--- Goal ---
Please reproduce every one of the records below word for word, leaving the pictures out.

--- Provided information ---

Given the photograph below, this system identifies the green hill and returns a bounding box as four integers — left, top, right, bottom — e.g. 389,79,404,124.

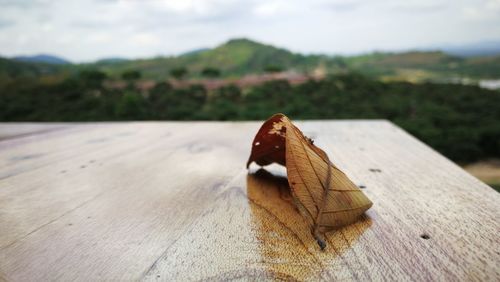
87,39,337,78
0,38,500,82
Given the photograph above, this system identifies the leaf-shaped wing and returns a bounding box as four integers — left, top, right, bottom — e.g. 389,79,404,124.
247,114,372,248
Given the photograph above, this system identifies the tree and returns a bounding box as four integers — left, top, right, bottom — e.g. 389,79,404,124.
264,65,283,73
170,67,188,79
122,70,142,82
201,67,220,78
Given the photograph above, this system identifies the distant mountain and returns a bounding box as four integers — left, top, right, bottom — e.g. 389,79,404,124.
12,54,71,65
95,38,338,78
0,38,500,82
442,41,500,57
180,48,210,56
95,57,130,64
0,57,61,78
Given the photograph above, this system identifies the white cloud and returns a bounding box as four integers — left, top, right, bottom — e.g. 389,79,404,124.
0,0,500,61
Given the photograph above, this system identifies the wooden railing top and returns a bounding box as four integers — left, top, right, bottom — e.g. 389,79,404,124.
0,121,500,281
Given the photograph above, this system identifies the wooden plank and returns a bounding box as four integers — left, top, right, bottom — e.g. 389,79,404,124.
0,121,500,281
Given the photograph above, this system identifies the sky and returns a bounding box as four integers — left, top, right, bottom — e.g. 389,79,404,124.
0,0,500,62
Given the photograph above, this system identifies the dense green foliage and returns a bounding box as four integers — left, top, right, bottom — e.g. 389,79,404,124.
0,71,500,161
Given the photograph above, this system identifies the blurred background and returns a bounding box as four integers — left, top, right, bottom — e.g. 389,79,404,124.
0,0,500,189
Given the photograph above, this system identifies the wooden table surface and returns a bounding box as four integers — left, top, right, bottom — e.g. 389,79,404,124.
0,121,500,281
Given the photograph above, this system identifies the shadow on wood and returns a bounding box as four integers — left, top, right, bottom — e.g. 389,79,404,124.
247,169,371,280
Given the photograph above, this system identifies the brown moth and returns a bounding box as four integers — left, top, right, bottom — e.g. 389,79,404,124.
247,114,372,249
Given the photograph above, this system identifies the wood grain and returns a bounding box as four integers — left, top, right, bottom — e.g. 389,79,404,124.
0,121,500,281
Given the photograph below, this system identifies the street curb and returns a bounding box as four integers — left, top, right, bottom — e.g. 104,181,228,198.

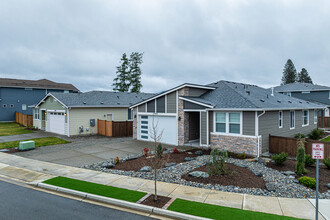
35,183,209,220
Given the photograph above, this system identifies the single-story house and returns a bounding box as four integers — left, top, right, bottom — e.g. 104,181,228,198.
31,91,153,136
0,78,79,121
131,81,325,155
274,82,330,117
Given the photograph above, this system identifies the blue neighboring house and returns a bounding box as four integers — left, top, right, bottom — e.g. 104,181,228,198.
274,83,330,117
0,78,79,121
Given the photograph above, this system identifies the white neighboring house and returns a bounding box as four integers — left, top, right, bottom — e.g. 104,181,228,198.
30,91,153,136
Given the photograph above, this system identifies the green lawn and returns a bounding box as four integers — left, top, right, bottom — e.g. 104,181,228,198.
0,137,70,149
0,122,33,136
44,176,146,202
321,136,330,142
168,199,296,220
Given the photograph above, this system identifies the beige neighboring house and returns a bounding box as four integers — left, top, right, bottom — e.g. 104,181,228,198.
31,91,153,136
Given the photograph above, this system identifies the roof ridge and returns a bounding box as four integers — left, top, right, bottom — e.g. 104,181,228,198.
223,82,259,108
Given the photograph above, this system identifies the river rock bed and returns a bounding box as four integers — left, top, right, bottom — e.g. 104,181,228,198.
82,155,330,199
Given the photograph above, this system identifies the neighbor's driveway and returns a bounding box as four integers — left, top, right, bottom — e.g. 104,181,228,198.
15,135,151,167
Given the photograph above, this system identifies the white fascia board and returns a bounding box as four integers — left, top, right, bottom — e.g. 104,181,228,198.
130,83,216,108
179,97,214,108
35,93,68,108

--- Answer for this exercise ---
Given the photograph below, this system identifies the green hill and returns a bounding box as four integers — left, top, right, bottom — e.g. 389,79,404,124.

87,39,337,78
0,38,500,82
Given the photograph above, this system identifies the leaf-shaped wing and returns a bounding box as four integers — left, top, right, bottom — e.g. 389,79,404,124.
247,114,372,248
Given the photograph above, this system identifies the tree and returns a bounding box as four integers — left, top, right, bottom — e.g. 389,79,404,124.
264,65,283,73
170,67,188,79
122,70,142,82
201,67,220,78
Given the photograph above, this system identifies the distant mountain and returns a bounding box as four integers — left, top, right, bottom — e.g. 389,79,404,124.
12,54,71,65
95,38,338,78
0,38,500,82
442,41,500,57
180,48,210,56
95,57,130,64
0,57,61,78
Given the photograph above, this system identifies the white cloud and returns a bounding box as four integers — left, top, right, bottom — e.g. 389,79,404,124.
0,0,500,61
Given the photograph above, this system identifies the wooden railing top and returns a bounding box as four integers — left, top, right, bottom — e.g. 389,79,404,124.
0,121,500,281
Given the photograph above, this system identifies the wooden plank and returns a bounding box as four integers — left, top, right, bottom — e.g. 389,79,404,124.
0,121,500,281
Given the photograph above, this system identifies the sky and returns a bounding box as four integers — left, top, right, bottom — e.g. 389,79,404,124.
0,0,500,62
Given the photograph above, this system identifies the dense green foliage and returns a bounding box as four integers — left, top, right, bottom — e.g. 389,79,404,124.
0,71,500,161
Given the photograph above, this system identifies the blurred background and returns a bounding box as four integers — left, top, right, bottom — e.g. 389,79,404,124.
0,0,500,189
Given the photograph above, this system identifies the wooden table surface and returns a bounding box as four integers — left, top, right, bottom — e.g. 389,79,404,124.
0,121,500,281
Given the photograph above, this system identifies the shadow on wood and returns a bounding box as four integers — left, top, right, bottom — e.g. 389,79,404,124.
247,169,371,280
Given the photograph above, this system identifies the brown moth and returns a bounding box as four integers — left, top, right, bottom — e.g. 389,79,404,124.
247,114,372,249
Given the photograph above, this system identifies the wood grain and returns a bounding box as four integers — left, top, right, bottom — e.g. 389,79,404,124.
0,121,500,281
Given the photograph below, this system identifies the street curb and returns a bounding box as four integers — left, top, right, bottom — e.g. 104,181,228,198.

35,183,209,220
Given the photograph above, this system identifies the single-story house and returns a bounding box as four integers — left, top, right, bottom — e.g. 104,181,228,198.
31,91,153,136
0,78,79,121
131,81,325,155
274,82,330,117
Given the photograph above, this system identifies the blue neighboring house and returns a bounding box as four integers — left, top, right, bottom — e.g. 104,181,228,198.
274,83,330,117
0,78,79,121
Given the photograph above, this system identifies the white neighboring house and returns a bounding box as four integers — left, top, right, bottom — e.g. 104,181,228,198.
30,91,153,136
Given the photograph above, this system identifies the green lawn and returns a bounding box as four integers — left, top, right, bottom — e.g. 104,181,228,198.
0,137,70,149
0,122,33,136
44,176,146,202
321,136,330,142
168,199,296,220
Given the photograph above, this system identifies the beige neighboring house and returns a bounding box as four integers — left, top, right, bottom — e.g. 104,181,228,198.
31,91,153,136
Given the photograph above, this system identifies the roof ridge and returns a bounding box as four integers — left, top, right, bottom — e.g. 104,181,228,198.
223,82,259,108
Given the photograph above, this system identifies the river rock bed and returns a bounding box as four integers — left, top, right, bottom — e.g. 104,181,228,198.
82,155,330,199
Given the photograph above, this system identifies the neighbor's driveway and returns a bounding box as four integers — left, top, right, bottom — e.g. 104,181,228,198.
15,135,151,167
Given the photograph above, this system identifies the white fascia board and returns a bounding box as four integers — left, top, right, bottom — e.g. 104,181,228,198.
130,83,216,108
179,97,214,108
35,93,68,108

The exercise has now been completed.